*AUFGABENLISTE*.
A: Fasse den Text zum STD-Check in zwei Sätzen zusammen.
B: Setze den Text zum STD-Check nach dem letzten Satz über den Abstrich fort.

*STUDIENTEXT*.

========================

Der Check nach STD`s: was man als Arzt wissen sollte.

(Zuletzt bearbeitet im Dezember 2021).

Begriffsbestimmung:

STD = sexually transmitted disease = sexuell übertragbare Erkrankung = darunter versteht man Erkrankungen, die auch durch Sexualität übertragen werden können.

Geschlechtskrankheiten = Venerea = darunter versteht man jene Erkrankungen, die überwiegend bis ausschliesslich durch Sexualität übertragen werden.

Abstrich: einen Abstrich zu nehmen, bedeutet von einem Körperteil oder aus einer Körperhöhle Sekret zu entnehmen, meist mit Hilfe eines Stäbchens, auf dem sich ein kleiner Wattebausch befindet.

========================

*BEREITGESTELLTE EINTRÄGE*.
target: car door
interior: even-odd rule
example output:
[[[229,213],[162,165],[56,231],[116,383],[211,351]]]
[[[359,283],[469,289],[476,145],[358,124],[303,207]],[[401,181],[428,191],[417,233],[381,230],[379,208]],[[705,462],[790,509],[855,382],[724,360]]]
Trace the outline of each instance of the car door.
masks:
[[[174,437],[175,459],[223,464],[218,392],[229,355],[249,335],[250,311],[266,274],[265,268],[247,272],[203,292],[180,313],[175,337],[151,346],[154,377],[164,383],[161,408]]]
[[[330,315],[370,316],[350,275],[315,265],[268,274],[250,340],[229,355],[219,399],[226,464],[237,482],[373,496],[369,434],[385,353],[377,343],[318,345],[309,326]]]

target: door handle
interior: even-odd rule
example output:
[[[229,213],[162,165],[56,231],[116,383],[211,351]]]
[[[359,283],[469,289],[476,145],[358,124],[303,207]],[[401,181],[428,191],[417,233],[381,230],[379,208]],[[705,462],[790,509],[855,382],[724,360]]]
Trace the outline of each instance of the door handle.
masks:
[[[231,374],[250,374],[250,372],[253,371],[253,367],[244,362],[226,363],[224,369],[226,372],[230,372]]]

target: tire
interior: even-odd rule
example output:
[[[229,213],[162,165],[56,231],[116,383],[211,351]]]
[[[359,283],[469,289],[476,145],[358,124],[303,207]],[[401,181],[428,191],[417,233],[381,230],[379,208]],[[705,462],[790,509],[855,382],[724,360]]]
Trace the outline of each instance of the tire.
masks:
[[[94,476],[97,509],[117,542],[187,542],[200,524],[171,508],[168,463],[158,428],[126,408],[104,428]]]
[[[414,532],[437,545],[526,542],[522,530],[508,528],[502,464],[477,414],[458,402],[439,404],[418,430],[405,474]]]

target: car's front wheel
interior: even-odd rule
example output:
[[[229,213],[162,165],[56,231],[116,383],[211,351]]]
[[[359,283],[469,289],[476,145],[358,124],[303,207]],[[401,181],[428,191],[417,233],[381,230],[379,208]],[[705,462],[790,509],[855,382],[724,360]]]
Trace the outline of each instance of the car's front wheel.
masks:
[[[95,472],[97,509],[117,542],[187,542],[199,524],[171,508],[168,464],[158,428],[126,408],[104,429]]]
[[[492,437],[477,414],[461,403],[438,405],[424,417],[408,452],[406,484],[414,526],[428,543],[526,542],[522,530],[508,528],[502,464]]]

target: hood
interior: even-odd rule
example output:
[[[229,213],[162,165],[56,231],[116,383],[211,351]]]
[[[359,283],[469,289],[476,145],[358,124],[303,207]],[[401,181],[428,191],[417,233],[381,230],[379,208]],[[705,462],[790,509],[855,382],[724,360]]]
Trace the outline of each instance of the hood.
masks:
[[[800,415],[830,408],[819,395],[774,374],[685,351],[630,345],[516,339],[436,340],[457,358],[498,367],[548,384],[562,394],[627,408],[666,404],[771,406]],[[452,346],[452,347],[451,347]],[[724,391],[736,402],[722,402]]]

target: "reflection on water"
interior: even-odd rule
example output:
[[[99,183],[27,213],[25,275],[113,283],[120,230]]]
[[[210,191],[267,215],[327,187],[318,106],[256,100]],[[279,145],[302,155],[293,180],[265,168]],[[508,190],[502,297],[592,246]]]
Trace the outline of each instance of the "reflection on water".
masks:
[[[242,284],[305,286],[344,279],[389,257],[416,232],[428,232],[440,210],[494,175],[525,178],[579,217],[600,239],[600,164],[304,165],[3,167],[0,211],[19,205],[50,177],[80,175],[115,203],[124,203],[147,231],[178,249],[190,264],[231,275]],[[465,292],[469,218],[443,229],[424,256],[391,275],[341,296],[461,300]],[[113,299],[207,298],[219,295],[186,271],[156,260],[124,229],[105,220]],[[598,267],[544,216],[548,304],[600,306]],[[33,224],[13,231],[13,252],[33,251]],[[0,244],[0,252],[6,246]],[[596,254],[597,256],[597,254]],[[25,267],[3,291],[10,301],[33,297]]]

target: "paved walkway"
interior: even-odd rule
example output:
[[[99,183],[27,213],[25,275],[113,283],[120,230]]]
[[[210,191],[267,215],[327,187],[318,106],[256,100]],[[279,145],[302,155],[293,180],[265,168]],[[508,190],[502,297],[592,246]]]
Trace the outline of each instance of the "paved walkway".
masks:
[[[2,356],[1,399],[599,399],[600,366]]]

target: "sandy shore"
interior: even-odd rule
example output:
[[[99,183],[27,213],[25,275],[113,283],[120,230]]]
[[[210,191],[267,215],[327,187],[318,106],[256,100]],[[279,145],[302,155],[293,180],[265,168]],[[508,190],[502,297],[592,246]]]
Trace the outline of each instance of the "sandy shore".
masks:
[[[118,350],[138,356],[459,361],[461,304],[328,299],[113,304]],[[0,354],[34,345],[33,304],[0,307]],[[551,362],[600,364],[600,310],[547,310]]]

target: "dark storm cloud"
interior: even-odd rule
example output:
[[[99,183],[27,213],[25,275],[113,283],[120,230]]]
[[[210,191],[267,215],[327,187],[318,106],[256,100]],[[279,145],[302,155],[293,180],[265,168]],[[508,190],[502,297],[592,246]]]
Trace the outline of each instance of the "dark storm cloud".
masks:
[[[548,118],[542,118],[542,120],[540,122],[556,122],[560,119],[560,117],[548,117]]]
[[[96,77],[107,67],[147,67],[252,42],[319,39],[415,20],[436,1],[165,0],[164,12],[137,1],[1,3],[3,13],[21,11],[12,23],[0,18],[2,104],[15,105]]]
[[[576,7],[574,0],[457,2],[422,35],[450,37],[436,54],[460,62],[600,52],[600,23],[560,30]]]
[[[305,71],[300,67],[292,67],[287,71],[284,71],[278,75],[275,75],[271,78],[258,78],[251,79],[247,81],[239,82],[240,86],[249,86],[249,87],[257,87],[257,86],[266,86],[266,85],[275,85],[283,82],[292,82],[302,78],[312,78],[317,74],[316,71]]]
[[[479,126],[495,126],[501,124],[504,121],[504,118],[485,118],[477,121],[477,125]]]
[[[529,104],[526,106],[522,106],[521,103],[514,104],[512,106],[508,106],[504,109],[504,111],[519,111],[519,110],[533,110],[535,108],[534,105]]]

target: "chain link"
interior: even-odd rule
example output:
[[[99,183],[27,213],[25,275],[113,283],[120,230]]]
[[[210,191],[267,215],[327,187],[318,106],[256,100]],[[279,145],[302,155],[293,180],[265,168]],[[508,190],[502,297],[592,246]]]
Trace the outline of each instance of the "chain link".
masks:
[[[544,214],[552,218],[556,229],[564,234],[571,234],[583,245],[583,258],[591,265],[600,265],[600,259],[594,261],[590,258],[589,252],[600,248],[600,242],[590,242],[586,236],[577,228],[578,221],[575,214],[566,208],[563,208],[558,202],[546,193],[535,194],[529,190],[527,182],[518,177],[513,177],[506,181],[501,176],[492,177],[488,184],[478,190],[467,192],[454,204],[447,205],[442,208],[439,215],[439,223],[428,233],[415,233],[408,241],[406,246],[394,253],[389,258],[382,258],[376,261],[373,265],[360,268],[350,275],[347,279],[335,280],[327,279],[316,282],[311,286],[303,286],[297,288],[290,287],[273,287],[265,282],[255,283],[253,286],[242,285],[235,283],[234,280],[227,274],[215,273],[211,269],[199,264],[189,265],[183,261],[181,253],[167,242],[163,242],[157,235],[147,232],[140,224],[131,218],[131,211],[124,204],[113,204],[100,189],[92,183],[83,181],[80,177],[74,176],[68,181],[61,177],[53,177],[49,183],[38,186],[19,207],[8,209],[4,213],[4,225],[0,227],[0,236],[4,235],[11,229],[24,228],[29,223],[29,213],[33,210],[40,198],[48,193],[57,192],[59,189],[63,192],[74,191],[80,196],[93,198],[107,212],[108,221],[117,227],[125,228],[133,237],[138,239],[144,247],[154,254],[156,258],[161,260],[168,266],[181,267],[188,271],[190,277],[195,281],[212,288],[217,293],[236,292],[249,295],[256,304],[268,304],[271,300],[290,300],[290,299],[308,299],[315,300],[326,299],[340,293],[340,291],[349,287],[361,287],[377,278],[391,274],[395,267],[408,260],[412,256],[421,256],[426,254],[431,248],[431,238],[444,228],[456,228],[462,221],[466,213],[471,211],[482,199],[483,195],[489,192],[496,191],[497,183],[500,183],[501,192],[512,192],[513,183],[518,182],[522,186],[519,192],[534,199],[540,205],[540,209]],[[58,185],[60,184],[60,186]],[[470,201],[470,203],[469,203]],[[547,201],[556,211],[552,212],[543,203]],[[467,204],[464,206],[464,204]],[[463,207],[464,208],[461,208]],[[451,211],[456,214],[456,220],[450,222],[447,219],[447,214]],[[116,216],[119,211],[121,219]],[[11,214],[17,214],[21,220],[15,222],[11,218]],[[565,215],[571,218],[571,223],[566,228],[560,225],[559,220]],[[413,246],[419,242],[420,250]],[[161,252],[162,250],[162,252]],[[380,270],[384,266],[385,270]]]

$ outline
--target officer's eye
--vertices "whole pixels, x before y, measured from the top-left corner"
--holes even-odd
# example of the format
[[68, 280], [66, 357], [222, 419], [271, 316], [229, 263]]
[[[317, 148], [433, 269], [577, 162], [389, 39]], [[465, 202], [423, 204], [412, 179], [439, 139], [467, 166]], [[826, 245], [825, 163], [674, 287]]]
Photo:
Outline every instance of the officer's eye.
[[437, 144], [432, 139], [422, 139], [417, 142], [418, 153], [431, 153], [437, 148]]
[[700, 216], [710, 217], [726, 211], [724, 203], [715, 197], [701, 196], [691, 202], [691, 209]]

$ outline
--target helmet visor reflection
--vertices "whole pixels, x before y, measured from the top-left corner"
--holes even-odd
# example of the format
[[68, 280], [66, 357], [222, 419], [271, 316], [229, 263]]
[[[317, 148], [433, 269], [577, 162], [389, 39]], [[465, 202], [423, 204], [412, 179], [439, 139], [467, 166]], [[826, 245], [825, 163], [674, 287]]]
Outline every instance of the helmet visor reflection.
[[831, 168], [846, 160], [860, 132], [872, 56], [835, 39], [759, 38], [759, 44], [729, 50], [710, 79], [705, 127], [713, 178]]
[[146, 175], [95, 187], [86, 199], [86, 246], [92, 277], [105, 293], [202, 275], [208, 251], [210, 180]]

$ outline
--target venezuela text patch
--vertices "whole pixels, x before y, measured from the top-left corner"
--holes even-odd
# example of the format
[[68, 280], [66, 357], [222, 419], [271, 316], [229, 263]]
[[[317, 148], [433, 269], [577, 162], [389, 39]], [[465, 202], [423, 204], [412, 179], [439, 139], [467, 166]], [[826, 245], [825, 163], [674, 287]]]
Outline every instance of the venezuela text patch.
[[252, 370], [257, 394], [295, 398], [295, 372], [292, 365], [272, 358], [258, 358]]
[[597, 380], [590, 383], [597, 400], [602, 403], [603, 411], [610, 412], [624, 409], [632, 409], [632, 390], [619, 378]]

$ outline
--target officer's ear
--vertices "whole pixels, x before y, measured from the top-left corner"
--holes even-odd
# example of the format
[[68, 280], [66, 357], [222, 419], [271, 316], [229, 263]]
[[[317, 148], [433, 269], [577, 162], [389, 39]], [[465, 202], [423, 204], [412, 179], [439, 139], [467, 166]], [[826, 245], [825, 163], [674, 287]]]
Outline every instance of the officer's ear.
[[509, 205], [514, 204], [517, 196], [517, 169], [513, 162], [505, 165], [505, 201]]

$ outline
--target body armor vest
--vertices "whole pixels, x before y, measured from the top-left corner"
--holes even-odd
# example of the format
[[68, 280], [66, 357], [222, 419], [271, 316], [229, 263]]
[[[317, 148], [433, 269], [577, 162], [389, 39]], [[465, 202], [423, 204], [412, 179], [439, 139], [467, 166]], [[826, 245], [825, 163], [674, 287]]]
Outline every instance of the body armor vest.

========================

*LÖSUNGEN JE AUFGABE*.
A: Der Text grenzt sexuell übertragbare Erkrankungen (STD) ab, die auch durch Sexualität übertragen werden können, und zwar von Geschlechtskrankheiten (Venerea), die überwiegend bis ausschließlich auf diesem Weg übertragen werden. Zudem erklärt er, dass man bei einem Abstrich Sekret von einem Körperteil oder aus einer Körperhöhle entnimmt, meist mit einem Stäbchen mit kleinem Wattebausch.

B:
***

Die Untersuchung eines Mannes auf sexuell übertragbare Erkrankungen ist das tägliche Brot des Männerarztes und auch anderer medizinischer Disziplinen. Soweit so gut, dies ist jedenfalls keine Neuigkeit.

Was aber für Viele neu zu sein scheint ist die Notwendigkeit, vor einer Untersuchung die Sexualpraktiken des Patienten zu erfragen. Die Frage ist: was genau ist im Bett passiert und auf welche Weise. Die Frage nach dem Geschlecht des Sexualpartners* ist ein Teil der Sexualanamnese. Hier gibt es im Wesentlichen zwei Möglichkeiten:

  1. der Partner* (des Mannes) war eine Frau: wäre dies so gewesen sind weitere Fragen fast überflüssig, denn nur der Mann kann die Frau penetrieren, nicht umgekehrt. Allenfalls müsste man erfragen, zu welcher Art von Penetration es gekommen ist, anal?, vaginal? oder oral?.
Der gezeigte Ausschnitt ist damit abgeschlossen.